* _Your objective_: Working from the entries that follow, retype each one without any alteration.
-- Information shown follows --
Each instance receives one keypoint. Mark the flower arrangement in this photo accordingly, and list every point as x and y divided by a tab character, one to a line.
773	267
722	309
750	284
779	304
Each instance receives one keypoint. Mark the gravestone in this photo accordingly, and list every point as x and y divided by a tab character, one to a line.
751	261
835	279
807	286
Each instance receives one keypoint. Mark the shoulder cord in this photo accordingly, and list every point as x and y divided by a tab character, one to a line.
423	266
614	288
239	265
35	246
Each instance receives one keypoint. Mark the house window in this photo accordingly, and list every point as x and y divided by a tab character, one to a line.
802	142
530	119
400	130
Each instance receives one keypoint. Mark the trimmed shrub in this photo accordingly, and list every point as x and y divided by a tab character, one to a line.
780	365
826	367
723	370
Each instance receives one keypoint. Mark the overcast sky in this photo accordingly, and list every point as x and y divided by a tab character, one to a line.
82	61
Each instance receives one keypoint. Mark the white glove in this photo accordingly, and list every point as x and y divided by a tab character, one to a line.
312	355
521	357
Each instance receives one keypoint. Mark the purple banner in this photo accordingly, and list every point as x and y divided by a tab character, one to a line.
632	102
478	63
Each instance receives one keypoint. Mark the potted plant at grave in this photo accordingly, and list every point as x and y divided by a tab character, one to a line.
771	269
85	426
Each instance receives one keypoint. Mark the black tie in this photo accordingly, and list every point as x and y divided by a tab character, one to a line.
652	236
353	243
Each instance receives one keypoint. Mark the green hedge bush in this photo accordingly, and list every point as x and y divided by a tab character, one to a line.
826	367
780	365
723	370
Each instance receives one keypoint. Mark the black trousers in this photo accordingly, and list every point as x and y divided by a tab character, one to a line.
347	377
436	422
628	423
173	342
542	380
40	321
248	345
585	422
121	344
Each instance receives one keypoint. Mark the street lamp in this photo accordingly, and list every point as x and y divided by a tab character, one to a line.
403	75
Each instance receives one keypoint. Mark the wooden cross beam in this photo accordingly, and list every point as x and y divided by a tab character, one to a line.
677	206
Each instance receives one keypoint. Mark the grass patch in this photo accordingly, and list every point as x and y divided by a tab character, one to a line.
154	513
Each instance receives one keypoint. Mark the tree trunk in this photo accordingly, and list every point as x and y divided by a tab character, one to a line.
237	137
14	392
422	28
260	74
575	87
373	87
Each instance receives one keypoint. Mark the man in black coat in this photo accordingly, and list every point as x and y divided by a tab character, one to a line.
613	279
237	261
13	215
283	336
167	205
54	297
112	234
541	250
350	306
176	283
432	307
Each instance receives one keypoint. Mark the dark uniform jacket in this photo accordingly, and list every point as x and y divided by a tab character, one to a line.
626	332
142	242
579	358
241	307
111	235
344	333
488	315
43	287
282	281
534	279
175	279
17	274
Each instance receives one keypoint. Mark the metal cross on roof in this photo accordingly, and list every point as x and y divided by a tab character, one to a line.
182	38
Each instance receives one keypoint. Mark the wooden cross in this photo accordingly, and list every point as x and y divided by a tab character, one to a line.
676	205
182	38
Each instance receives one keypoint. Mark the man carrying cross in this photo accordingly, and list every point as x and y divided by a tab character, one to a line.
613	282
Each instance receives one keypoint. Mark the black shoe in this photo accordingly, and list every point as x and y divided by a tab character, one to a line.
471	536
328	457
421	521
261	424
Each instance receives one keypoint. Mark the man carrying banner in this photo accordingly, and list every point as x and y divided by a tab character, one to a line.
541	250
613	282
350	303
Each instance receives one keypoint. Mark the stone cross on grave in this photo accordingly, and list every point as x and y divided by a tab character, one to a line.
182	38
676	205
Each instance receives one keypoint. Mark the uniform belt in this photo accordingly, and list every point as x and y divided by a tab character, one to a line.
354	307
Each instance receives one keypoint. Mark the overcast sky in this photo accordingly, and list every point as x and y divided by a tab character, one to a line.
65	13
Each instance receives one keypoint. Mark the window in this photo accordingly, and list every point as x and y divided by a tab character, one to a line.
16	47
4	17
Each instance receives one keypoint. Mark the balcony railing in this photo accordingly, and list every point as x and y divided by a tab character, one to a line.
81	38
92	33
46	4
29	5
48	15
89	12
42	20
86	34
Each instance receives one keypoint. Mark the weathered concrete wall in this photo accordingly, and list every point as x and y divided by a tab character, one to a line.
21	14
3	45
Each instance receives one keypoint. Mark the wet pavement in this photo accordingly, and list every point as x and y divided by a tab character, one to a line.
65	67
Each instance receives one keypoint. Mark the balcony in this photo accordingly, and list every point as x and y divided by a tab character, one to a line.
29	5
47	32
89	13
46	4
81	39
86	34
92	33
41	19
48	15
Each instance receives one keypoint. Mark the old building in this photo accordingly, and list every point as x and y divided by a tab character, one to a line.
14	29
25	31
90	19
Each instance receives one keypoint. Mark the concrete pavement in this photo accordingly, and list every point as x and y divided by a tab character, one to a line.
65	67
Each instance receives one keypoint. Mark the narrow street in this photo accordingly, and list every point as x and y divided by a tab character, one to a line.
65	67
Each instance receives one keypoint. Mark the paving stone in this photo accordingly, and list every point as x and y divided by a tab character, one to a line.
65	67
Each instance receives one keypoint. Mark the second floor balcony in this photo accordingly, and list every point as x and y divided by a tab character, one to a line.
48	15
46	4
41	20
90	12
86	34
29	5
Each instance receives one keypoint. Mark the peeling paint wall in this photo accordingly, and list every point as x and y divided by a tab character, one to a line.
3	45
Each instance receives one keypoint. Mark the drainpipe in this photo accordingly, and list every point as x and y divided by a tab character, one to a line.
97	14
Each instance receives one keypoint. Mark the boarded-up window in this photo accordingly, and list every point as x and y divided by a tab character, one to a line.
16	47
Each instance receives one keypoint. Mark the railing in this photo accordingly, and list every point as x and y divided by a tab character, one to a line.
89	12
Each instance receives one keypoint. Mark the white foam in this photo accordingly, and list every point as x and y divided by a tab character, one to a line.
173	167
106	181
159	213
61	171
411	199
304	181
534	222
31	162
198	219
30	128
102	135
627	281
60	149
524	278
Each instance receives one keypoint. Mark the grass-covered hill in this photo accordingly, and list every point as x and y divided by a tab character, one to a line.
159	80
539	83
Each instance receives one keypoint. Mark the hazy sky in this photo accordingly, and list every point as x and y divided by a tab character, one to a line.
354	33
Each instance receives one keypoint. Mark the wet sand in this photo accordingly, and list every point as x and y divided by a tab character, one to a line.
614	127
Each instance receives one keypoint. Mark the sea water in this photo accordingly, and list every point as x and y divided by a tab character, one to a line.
-- Information shown concluded --
* _Answer section_:
Each instance receives one keypoint. Mark the flower arrangement in this photo accordingly, and list every point as x and y divided by a tab character, one to a line.
773	267
722	309
750	284
779	304
Each instance receives one keypoint. Mark the gravestone in this photo accordingly, and list every point as x and y divided by a tab character, one to a line.
751	261
835	279
807	286
Each instance receives one keypoint. Mark the shoulder cord in this photo accordingly, and list every point as x and y divided by a tab character, one to a line.
423	266
614	288
239	265
35	246
Each instance receives one keypoint. Mark the house window in this photo accordingly, and list every point as x and y divided by a tab character, one to a line.
802	142
530	119
400	130
Each instance receives one keypoint. Mark the trimmed shrub in this photo accordingly, and list every point as x and y divided by a tab character, one to a line.
780	365
826	367
723	370
Each instance receives one keypoint. Mark the overcast sky in this photo accordingly, and list every point as x and y divided by a tab character, one to a line.
82	61
Each instance receives one keypoint. Mark the white glove in this photo accordingly, and list every point as x and y divided by a tab character, one to a line.
312	355
521	357
Each instance receives one keypoint. Mark the purple banner in this photo accordingly, and list every point as x and y divided by a tab character, one to a line.
632	102
478	63
Each instance receives one keypoint. Mark the potted plant at grave in this photo accordingly, and list every point as x and y divided by a tab character, one to a line.
771	269
85	426
Each instance receives one keypoint. Mark the black tie in this photo accordingly, and list every point as x and y divided by a tab character, one to a line.
652	236
353	243
Each instance receives one keypoint. Mark the green hedge bush in this photo accordingly, and list every point as x and y divided by a tab character, one to a line.
826	367
780	365
723	370
Each instance receives one keypoint. Mark the black trousers in this photo accordingly, and list every point as x and y divided by a tab character, one to a line.
347	377
436	422
628	423
173	342
542	380
40	321
248	345
585	422
121	344
Each instance receives one keypoint. Mark the street lamp in this photo accordingly, and list every point as x and y divided by a tab character, one to a line.
403	75
Each instance receives one keypoint. Mark the wooden cross beam in this photo accordingly, and list every point as x and y divided by a tab character, one to a line.
677	206
Each instance receives one keypoint. Mark the grass patch in this photo accordingly, and list every point as x and y divided by a tab character, one to a line.
154	513
Each instance receives one keypoint. Mark the tree trunk in this photo accordingly, and list every point as x and y divided by a tab character, one to a line.
237	137
14	392
422	28
260	74
575	87
373	87
Each instance receives one keypoint. Mark the man in black coat in this photo accordingly, and list every point as x and y divided by a tab character, one to a line.
613	279
237	261
13	215
283	336
167	205
54	297
112	234
541	250
350	306
176	283
432	307
Each instance receives one keypoint. Mark the dark uniform jacket in this photo accordingly, and list every point as x and y divided by a tab character, one to a line.
626	332
142	242
579	358
241	307
111	235
344	333
488	315
43	287
282	281
534	279
175	279
17	274
Each instance receives one keypoint. Mark the metal cross on roof in this photo accordingly, and list every point as x and y divided by a tab character, one to a line.
182	38
Each instance receives one keypoint. Mark the wooden cross in this photo accordingly, and list every point as x and y divided by a tab character, one to a line.
676	205
182	38
Each instance receives one keypoint. Mark the man carrying cross in this photo accordingly, and list every point as x and y divided by a tab character, one to a line.
613	282
Each instance receives one keypoint. Mark the black shoe in this photo accordingly, and list every point as x and y divided by a tab character, one to a line.
471	536
328	457
421	521
261	424
Each instance receives one keypoint. Mark the man carrying banner in this photo accordingly, and list every point as x and y divided by a tab character, one to a line.
541	250
613	282
350	303
Each instance receives one keypoint. Mark the stone cross on grave in this photo accordingly, and list every point as x and y divided by a tab character, one to a line.
182	38
676	205
Each instance receives one keypoint. Mark the uniform belt in this photo accordingly, and list every point as x and y divided by a tab character, one to a line.
354	307
Each instance receives one keypoint. Mark the overcast sky in this photo accordingly, and list every point as x and y divided by a tab character, one to a line.
65	13
Each instance receives one keypoint. Mark the window in this photo accordingly, and list every point as x and y divided by a tab character, one to a line.
16	47
4	17
Each instance receives one keypoint. Mark the balcony railing in this photo accordingly, and list every point as x and y divided by a tab character, one to a line.
81	38
92	33
46	4
29	5
48	15
89	12
42	20
86	34
Each instance receives one keypoint. Mark the weathered concrete wall in this photo accordingly, and list every point as x and y divided by a tab character, one to a line.
21	14
3	45
Each instance receives one keypoint. Mark the wet pavement in this photo accordingly, and list every point as x and y divided by a tab character, one to a line.
65	67
Each instance receives one keypoint. Mark the balcony in this photo accordingly, and list every point as x and y divided by a tab character, one to a line.
29	5
47	32
89	13
46	4
81	39
86	34
92	33
41	19
48	15
Each instance receives one keypoint. Mark the old building in this photo accordingly, and list every point as x and y divided by a tab character, one to a line.
14	29
25	31
90	19
Each instance receives one keypoint. Mark the concrete pavement in this photo accordingly, and list every point as x and y divided by a tab character, one to a line.
65	67
Each instance receives one keypoint. Mark the narrow street in this photo accordingly, and list every point as x and y divided by a tab character, one to a line.
65	67
Each instance receives one keypoint. Mark the paving stone in this photo accordingly, and list every point as x and y divided by a tab character, one to a line.
65	67
Each instance receives one keypoint. Mark the second floor balcony in this photo accordingly, and list every point as x and y divided by a tab character, one to a line.
48	15
46	4
41	20
90	12
86	34
29	5
Each instance receives one keypoint. Mark the peeling paint wall in this photo accordingly, and list every point as x and y divided by a tab character, one to a line.
3	45
Each instance receives one keypoint. Mark the drainpipe in this photo accordingly, and list every point as x and y divided by a tab character, one to a line.
97	14
Each instance receives one keypoint. Mark the boarded-up window in this photo accordingly, and list every point as x and y divided by a tab character, one to a line.
16	47
Each instance receives one keypoint. Mark the railing in this photo accordingly, and list every point as x and y divided by a tab character, one to a line.
89	12
Each instance receives one keypoint. Mark the white foam in this photo accordingly, and list every point as x and y divided by a tab character, one to a line.
173	167
106	181
159	213
61	171
411	199
304	181
534	222
31	162
198	219
30	128
102	135
627	281
60	149
524	278
Each instance receives one keypoint. Mark the grass-covered hill in this photo accordingly, and list every point as x and y divided by a tab character, one to a line.
159	80
539	83
Each instance receives one keypoint. Mark the hazy sky in this photo accordingly, and list every point as x and y divided by a tab character, one to a line.
354	33
Each instance receives one keypoint. Mark the wet sand in this photo accordingly, and list every point as x and y divided by a tab character, one to a line.
614	127
Each instance receives one keypoint. Mark the sea water in this photo accordingly, and list every point as x and y divided by a tab character, one to a line.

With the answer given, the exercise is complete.